### Provided passage
OHSU

Cellular electrophysiology of the suprachiasmatic nucleus

Within individual SCN neurons, molecular clocks consisting of gene transcription feedback loops generate circadian rhythms. Circadian rhythms in individual SCN neurons manifest as a circadian pattern of action potential firing with a higher frequency during the day. However, not all SCN neurons rhythmically express clock genes or action potentials. In the mammalian SCN, these rhythmic and non-rhythmic neurons are organized into anatomical compartments that differ in clock gene expression patterns, as well as in efferent and afferent neuronal connections. Our recent work has focused on determining the synaptic signaling mechanisms of phenotypically identified neurons in a defined SCN compartment, the calbindin subnucleus (CBsn) of the hamster, which is known to be important for generating circadian locomotor behavior. We recently demonstrated using electrophysiological and immunohistochemical techniques that a population of calbindin-expressing neurons believed to contribute to behavioral circadian rhythms do not have a circadian pattern of action potential firing (Jobst and Allen, Eur J Neurosci, 2002). Our results reveal that CBsn neurons represent a functionally distinct neuronal subpopulation in which rhythmic action potential output is not necessary for the generation of behavioral circadian rhythmicity. Based on these data, we proposed that intercellular communication between rhythmic SCN neurons and nonrhythmic SCN neurons is essential to produce a circadian output in the intact animal (Jobst and Allen, Eur J Neurosci, 2002).

Point localization data:
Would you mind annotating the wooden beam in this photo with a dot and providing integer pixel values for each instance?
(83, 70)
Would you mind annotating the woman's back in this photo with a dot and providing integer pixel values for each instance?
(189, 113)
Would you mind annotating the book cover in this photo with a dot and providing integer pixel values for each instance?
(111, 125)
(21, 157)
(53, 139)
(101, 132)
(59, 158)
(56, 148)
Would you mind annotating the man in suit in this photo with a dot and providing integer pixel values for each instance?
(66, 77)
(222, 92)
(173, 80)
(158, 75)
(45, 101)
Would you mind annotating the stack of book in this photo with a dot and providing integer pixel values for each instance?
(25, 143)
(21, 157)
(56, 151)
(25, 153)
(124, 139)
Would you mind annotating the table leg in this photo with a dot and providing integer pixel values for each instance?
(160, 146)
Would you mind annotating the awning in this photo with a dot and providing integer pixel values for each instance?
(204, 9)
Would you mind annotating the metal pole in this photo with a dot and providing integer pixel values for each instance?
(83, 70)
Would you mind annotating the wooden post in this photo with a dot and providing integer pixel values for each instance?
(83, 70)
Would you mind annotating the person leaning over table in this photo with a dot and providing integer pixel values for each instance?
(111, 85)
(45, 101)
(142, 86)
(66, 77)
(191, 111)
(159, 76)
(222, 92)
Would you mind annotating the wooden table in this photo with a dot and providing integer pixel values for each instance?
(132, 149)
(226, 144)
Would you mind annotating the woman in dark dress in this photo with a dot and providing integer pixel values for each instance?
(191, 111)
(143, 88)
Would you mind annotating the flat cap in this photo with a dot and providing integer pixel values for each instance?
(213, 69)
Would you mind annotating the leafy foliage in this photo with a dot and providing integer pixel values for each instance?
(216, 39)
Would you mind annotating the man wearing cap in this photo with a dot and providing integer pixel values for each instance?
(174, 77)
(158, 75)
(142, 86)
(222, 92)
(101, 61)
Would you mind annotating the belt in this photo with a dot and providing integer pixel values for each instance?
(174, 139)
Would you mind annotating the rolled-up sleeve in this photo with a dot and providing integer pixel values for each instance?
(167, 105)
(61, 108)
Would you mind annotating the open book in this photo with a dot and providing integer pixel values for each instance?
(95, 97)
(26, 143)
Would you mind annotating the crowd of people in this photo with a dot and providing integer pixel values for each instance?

### Parts of the exercise
1) In the SCN electrophysiology passage, why did the researchers propose that communication between rhythmic and nonrhythmic SCN neurons is essential for circadian output?
2) According to the SCN electrophysiology passage, in which animal was the calbindin subnucleus studied?
3) Carry the SCN electrophysiology passage forward from its last sentence.

### Outputs by task
1) They found that calbindin-expressing neurons in the CBsn, which are believed to contribute to behavioral circadian rhythms, do not fire action potentials in a circadian pattern. Rhythmic firing in these cells is therefore not needed for behavioral rhythmicity. That led to the proposal that communication between rhythmic and nonrhythmic SCN neurons produces the circadian output in the intact animal.

2) The hamster.

3)
To follow-up on his work we performed studies to provide a neuroanatomical framework for synaptic and gap junction communication, as well as neuron-to-neuron or glia-to-neuron signaling, within the CBsn. Using neuronal reconstructions of recorded neurons, we demonstrated that CB-expressing neurons have significantly more dorsally oriented dendritic arbors than neurons that do not express calbindin. Using double-label confocal microscopy, we showed that calbindin-expressing neurons contain GABA and GABAA receptor subunits and make intimate contacts with neurons in the CBsn. Transforming growth factor alpha (TGFa), a substance shown to inhibit locomotion, was identified as being present within the CBsn. In addition, neurons in this region express the epidermal growth factor receptor, the only receptor for TGFa. Lastly, we demonstrated that CB-expressing neurons are coupled to CB-expressing and neurons that do not express CB by gap junctions. These data provide a structural framework for synaptic communication, electrical coupling, and signaling via a growth factor within the CBsn of the hamster SCN (Jobst and Allen, Neuroscience, in press).

We are continuing to pursue understanding of the functions of neurons within the CBsn. Specific studies that are planned include 1) determining the circadian phase dependence of responses of CBsn neurons to optic nerve stimulation, 2) characterizing the regulation of action potential firing and synaptic transmission by vasoactive intestinal peptide (VIP) and pituitary adenylyl cyclase activating polypeptide (PACAP), 3) examining the responses of CBsn neurons to Transforming Growth Factor alpha (TGFa), and 4) determining whether gastrin-releasing peptide (GRP) or VIP immunoreactive neurons fire action potentials in a circadian manner.